• EXERCISE BRIEF:
Report all lines of the data below that hold the word "shown".

Dataset items
-.-.-

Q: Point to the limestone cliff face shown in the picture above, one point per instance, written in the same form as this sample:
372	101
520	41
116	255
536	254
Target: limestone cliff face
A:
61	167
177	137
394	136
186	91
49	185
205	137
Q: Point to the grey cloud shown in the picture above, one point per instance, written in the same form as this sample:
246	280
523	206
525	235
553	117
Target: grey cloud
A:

-.-.-

• RESULT OF THIS EXERCISE:
Q: Point to the limestone cliff face shown in the picture above, one point per instance, written in the same form as this sample:
Q: Point to the grey cloud shown in the picture above, one point per instance, written in the same form as this sample:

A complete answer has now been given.